Records in a dataset
☆ ☆ ☆

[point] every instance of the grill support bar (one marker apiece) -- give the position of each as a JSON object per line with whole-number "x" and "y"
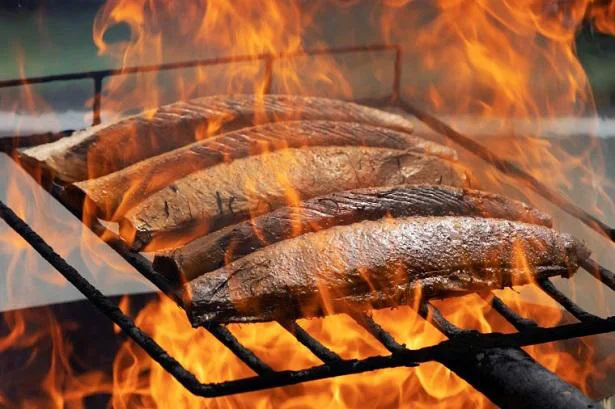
{"x": 509, "y": 377}
{"x": 510, "y": 169}
{"x": 464, "y": 343}
{"x": 464, "y": 353}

☆ ☆ ☆

Written problem. Arrange all the material above as a Markdown table with the columns Row and Line, numbering each line and skipping blank ones. Leave out the pictures.

Solution to the exercise.
| Row | Line |
|---|---|
| 1 | [point] every instance of the grill support bar (one marker apiece) -- give the position of each as a JSON object per line with whole-number "x" and "y" |
| 2 | {"x": 509, "y": 377} |
| 3 | {"x": 510, "y": 169} |
| 4 | {"x": 464, "y": 343} |
| 5 | {"x": 464, "y": 353} |